* _What to work on_
Rewrite the lines below, from the first one up to and including the line with "[513,0,667,164]", replacing every "Response" with "Answer" and leaving everything else unchanged. Return only those lines.

* _Data lines_
** START **

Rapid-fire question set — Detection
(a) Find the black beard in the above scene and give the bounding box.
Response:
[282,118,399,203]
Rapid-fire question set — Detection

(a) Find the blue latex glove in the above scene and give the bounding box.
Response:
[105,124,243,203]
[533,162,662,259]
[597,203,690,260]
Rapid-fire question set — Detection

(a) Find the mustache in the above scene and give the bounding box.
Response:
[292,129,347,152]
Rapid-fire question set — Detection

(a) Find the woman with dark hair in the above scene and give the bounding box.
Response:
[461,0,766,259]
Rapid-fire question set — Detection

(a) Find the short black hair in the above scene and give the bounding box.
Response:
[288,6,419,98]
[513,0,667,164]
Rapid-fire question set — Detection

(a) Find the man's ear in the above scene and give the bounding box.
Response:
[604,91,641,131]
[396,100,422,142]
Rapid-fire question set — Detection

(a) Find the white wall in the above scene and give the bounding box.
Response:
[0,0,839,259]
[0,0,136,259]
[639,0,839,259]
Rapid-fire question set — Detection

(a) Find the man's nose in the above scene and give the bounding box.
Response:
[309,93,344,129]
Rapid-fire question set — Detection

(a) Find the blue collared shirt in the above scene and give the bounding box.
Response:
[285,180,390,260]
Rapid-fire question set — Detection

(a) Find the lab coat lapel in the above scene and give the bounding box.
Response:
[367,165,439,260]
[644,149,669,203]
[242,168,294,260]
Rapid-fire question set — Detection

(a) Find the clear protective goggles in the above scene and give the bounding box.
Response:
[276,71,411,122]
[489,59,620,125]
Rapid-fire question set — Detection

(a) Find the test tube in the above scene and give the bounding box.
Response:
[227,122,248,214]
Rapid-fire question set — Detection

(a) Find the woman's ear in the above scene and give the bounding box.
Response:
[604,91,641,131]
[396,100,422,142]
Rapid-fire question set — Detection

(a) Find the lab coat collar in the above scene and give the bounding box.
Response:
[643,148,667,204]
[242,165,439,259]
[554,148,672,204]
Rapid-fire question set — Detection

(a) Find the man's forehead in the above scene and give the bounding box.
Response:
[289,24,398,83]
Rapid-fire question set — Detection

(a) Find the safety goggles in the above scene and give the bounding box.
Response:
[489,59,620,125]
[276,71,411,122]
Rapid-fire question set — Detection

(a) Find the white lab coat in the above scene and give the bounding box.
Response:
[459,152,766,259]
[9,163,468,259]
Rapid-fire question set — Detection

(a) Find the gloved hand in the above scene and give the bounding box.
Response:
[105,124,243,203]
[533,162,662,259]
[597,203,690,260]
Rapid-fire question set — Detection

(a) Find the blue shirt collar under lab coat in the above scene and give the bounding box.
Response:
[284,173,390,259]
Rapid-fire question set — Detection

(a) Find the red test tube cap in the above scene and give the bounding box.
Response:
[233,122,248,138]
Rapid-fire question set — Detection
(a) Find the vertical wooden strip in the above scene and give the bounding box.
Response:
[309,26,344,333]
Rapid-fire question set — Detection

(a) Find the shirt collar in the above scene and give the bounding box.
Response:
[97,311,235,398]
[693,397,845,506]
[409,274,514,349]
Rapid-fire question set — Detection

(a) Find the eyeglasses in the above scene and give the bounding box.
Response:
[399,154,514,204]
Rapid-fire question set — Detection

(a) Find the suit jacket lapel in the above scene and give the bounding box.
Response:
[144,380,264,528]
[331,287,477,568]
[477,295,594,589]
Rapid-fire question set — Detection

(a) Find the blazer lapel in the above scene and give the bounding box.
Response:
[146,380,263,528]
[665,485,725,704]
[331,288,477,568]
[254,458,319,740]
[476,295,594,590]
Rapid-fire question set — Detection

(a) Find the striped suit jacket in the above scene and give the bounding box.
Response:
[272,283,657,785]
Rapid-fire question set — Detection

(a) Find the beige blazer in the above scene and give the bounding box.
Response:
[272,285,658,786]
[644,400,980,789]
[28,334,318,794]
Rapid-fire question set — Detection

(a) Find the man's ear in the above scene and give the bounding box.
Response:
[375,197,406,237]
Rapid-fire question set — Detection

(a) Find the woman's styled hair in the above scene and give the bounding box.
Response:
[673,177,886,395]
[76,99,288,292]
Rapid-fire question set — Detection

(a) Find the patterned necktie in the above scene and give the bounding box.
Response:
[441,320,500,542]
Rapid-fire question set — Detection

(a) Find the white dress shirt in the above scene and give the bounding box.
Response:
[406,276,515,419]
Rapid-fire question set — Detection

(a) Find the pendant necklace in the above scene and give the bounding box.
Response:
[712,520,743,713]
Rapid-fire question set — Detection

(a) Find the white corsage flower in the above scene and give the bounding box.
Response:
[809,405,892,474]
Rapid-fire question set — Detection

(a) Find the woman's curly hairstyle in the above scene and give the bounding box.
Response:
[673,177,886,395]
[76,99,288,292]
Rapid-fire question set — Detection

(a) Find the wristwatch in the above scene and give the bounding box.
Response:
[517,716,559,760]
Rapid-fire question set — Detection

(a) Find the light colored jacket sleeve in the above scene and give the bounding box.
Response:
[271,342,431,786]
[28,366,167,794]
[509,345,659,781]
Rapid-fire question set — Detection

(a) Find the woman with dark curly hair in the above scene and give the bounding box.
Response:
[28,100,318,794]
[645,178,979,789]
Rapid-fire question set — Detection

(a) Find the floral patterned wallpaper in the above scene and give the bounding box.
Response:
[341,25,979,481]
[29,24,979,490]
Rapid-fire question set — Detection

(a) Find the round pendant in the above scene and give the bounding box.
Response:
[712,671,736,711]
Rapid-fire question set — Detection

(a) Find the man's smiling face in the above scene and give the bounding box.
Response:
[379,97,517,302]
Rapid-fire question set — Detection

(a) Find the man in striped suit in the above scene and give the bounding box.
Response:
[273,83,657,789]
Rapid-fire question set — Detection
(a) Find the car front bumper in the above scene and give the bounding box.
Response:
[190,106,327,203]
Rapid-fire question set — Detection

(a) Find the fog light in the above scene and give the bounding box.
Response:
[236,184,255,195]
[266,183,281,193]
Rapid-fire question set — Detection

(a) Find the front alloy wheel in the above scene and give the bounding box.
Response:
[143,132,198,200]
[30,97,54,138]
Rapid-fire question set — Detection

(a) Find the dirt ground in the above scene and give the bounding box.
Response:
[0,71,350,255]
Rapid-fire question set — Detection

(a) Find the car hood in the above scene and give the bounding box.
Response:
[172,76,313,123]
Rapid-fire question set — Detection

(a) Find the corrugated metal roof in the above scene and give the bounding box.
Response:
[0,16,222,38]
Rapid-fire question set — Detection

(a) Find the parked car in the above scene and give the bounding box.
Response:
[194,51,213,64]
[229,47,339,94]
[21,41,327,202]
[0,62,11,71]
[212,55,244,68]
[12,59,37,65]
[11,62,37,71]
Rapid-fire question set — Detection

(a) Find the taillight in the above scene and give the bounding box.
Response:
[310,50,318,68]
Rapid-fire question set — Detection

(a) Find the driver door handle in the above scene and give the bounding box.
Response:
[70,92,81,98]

** END **

* _Completed exercise_
Rapid-fire question set — Detection
(a) Find the black beard in the above scene and give the bounding box.
Answer:
[282,118,399,203]
Rapid-fire question set — Detection

(a) Find the blue latex glove in the above scene and give the bounding box.
Answer:
[105,124,243,203]
[533,162,662,259]
[597,203,690,260]
Rapid-fire question set — Detection

(a) Find the mustache in the above scene and give the bounding box.
Answer:
[292,129,347,152]
Rapid-fire question set — Detection

(a) Find the woman with dark hair in the above scene and give the bounding box.
Answer:
[461,0,766,259]
Rapid-fire question set — Detection

(a) Find the short black hair in the above scene and give the bounding box.
Answer:
[288,6,419,98]
[513,0,667,164]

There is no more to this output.